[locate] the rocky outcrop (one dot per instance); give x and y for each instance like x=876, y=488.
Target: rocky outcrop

==========

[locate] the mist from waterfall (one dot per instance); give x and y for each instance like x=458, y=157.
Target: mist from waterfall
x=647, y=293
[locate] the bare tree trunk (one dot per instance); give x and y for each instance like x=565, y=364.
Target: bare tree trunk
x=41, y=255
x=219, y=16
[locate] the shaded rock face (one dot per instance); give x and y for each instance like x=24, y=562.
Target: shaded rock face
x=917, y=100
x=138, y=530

==========

- [WHAT YOU ARE ASKED TO DO]: Everything from the line containing "[locate] the rocky" through the line containing "Target: rocky outcrop" in the material above should be retyped exactly, both ends included, and nothing more.

- [ANSWER AREA]:
[locate] the rocky outcrop (one dot per instance); give x and y for each instance like x=876, y=488.
Target: rocky outcrop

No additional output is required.